- REQUIRED TASK: Reproduce word for word the entries below, beginning at the line that contains "Point to the chimney" and stopping after the last line of the entries, with both ends included. Omit the pictures from your answer.

○ ○ ○ ○

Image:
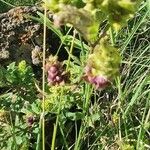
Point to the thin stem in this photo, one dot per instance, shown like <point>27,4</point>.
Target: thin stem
<point>112,38</point>
<point>7,3</point>
<point>71,49</point>
<point>43,82</point>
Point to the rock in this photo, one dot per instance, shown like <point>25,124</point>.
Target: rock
<point>19,34</point>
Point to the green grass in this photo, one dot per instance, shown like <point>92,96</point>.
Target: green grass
<point>115,118</point>
<point>5,5</point>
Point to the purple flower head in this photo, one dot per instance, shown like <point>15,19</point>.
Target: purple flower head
<point>99,81</point>
<point>30,120</point>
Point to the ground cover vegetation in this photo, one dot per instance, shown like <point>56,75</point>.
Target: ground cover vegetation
<point>93,90</point>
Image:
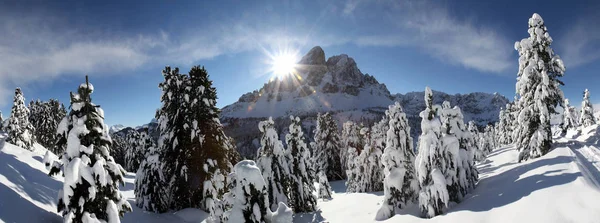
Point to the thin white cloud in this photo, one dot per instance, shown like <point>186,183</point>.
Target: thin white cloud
<point>581,43</point>
<point>432,29</point>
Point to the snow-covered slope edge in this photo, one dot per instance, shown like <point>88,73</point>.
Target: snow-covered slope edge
<point>549,189</point>
<point>28,194</point>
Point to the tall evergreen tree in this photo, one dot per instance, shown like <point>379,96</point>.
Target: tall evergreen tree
<point>90,192</point>
<point>150,194</point>
<point>538,89</point>
<point>118,148</point>
<point>251,202</point>
<point>45,117</point>
<point>20,131</point>
<point>273,162</point>
<point>461,174</point>
<point>210,146</point>
<point>351,143</point>
<point>587,111</point>
<point>327,140</point>
<point>134,151</point>
<point>476,140</point>
<point>173,140</point>
<point>302,185</point>
<point>193,148</point>
<point>430,162</point>
<point>569,117</point>
<point>400,183</point>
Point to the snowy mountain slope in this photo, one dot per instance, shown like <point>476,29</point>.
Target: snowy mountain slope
<point>559,187</point>
<point>28,194</point>
<point>337,85</point>
<point>549,189</point>
<point>116,128</point>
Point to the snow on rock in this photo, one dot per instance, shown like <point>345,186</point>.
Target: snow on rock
<point>337,85</point>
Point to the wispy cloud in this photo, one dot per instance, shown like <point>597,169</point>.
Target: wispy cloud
<point>434,30</point>
<point>581,43</point>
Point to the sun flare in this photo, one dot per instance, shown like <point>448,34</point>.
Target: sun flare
<point>283,64</point>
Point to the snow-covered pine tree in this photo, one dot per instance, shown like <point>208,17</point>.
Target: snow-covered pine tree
<point>350,139</point>
<point>273,162</point>
<point>134,152</point>
<point>476,140</point>
<point>118,148</point>
<point>587,111</point>
<point>354,163</point>
<point>45,117</point>
<point>90,191</point>
<point>504,126</point>
<point>211,150</point>
<point>352,143</point>
<point>174,140</point>
<point>400,183</point>
<point>251,202</point>
<point>20,131</point>
<point>302,185</point>
<point>569,117</point>
<point>538,88</point>
<point>327,140</point>
<point>150,194</point>
<point>459,145</point>
<point>1,122</point>
<point>430,166</point>
<point>374,164</point>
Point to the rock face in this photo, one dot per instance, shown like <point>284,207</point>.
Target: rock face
<point>336,85</point>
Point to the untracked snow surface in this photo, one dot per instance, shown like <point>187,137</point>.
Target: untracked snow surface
<point>561,186</point>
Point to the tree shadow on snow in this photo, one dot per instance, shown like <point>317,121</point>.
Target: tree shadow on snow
<point>28,182</point>
<point>506,188</point>
<point>309,217</point>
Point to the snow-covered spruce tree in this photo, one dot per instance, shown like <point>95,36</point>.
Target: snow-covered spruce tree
<point>273,162</point>
<point>150,194</point>
<point>327,140</point>
<point>475,140</point>
<point>374,164</point>
<point>350,139</point>
<point>353,166</point>
<point>457,141</point>
<point>251,202</point>
<point>400,183</point>
<point>134,152</point>
<point>538,90</point>
<point>352,143</point>
<point>301,185</point>
<point>430,166</point>
<point>450,150</point>
<point>504,125</point>
<point>118,148</point>
<point>319,168</point>
<point>569,117</point>
<point>90,191</point>
<point>45,117</point>
<point>20,131</point>
<point>587,111</point>
<point>174,140</point>
<point>211,150</point>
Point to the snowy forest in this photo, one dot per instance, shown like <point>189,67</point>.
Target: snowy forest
<point>188,162</point>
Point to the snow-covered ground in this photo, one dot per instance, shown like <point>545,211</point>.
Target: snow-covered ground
<point>562,186</point>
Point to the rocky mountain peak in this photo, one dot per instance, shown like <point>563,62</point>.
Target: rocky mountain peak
<point>316,56</point>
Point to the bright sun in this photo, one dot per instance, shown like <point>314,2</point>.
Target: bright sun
<point>283,64</point>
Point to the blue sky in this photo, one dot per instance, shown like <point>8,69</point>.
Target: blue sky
<point>46,47</point>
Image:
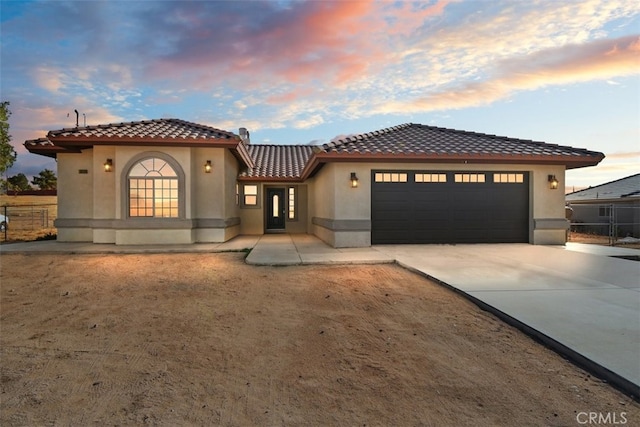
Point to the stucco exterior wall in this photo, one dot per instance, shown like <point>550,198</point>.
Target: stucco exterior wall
<point>342,215</point>
<point>75,196</point>
<point>93,203</point>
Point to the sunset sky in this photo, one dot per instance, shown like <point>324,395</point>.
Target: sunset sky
<point>293,72</point>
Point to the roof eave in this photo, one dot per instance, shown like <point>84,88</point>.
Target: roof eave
<point>296,179</point>
<point>570,162</point>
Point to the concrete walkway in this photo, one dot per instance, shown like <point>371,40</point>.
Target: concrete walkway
<point>577,299</point>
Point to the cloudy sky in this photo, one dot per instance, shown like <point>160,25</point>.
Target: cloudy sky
<point>296,72</point>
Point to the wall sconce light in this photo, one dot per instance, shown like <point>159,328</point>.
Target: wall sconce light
<point>354,180</point>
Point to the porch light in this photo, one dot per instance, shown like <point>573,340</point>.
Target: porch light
<point>354,180</point>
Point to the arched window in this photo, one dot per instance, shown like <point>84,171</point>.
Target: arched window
<point>153,189</point>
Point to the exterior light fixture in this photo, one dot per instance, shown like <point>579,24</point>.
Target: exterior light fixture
<point>354,180</point>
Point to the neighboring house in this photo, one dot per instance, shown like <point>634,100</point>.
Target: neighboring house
<point>172,181</point>
<point>615,203</point>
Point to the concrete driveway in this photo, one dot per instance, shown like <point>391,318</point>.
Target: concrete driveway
<point>578,299</point>
<point>584,304</point>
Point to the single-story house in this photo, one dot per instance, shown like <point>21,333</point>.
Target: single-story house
<point>614,204</point>
<point>173,181</point>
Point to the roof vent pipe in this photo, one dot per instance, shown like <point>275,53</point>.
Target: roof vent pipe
<point>244,135</point>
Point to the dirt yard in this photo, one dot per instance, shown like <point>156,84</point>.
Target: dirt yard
<point>203,339</point>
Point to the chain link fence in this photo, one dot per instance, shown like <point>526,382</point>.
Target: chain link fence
<point>27,222</point>
<point>613,224</point>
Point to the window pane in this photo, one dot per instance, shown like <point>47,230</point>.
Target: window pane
<point>274,202</point>
<point>292,203</point>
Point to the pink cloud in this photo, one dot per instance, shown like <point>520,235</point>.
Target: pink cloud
<point>333,42</point>
<point>598,60</point>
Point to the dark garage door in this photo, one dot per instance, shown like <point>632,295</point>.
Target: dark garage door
<point>449,207</point>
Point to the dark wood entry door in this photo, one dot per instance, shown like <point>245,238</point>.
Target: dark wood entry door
<point>275,209</point>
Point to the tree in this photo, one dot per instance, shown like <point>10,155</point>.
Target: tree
<point>46,180</point>
<point>19,183</point>
<point>7,153</point>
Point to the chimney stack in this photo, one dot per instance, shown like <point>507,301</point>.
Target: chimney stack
<point>244,136</point>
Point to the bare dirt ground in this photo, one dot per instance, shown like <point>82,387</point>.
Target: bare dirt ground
<point>203,339</point>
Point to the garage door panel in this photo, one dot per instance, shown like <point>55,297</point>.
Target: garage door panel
<point>450,212</point>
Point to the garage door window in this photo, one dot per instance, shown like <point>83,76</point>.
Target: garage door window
<point>431,177</point>
<point>390,177</point>
<point>469,177</point>
<point>508,178</point>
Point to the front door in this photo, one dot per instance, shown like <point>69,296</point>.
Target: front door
<point>275,209</point>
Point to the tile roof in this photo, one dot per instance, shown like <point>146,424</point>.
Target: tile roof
<point>407,142</point>
<point>623,188</point>
<point>159,132</point>
<point>423,141</point>
<point>278,161</point>
<point>146,129</point>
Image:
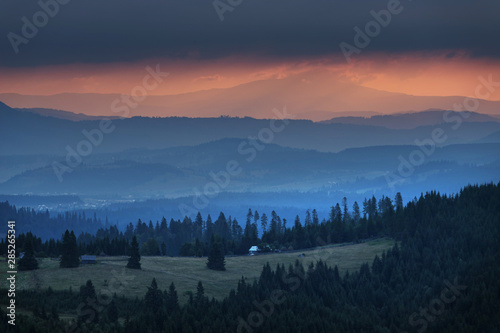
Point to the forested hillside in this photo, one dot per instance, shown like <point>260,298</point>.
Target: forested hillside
<point>442,277</point>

○ ○ ○ ○

- WRITTEN ANSWER:
Point to the chimney stack in this photo, one dot per instance, shown like <point>507,301</point>.
Target: chimney stack
<point>244,136</point>
Point to the bare dirt ground in this photo, one dot per instance, shown like <point>82,387</point>.
Target: bare dirt ground
<point>203,339</point>
Point to the garage door panel in this photo, one dot per instance, shown like <point>55,297</point>.
Target: garage door panel
<point>450,212</point>
Point to the garage door window in this photo, one dot per instance, shown like <point>83,76</point>.
Target: garage door window
<point>431,177</point>
<point>390,177</point>
<point>469,177</point>
<point>508,178</point>
Point to the front door in this photo, one dot per instance, shown like <point>69,296</point>.
Target: front door
<point>275,209</point>
Point to the tile roof in this photo, one dot per instance, shown like <point>146,424</point>.
Target: tile roof
<point>407,142</point>
<point>623,188</point>
<point>159,132</point>
<point>423,141</point>
<point>278,161</point>
<point>146,129</point>
Image:
Point to the forested hillside in this photo, one dot per instance, shown like <point>260,298</point>.
Target: forested hillside
<point>442,277</point>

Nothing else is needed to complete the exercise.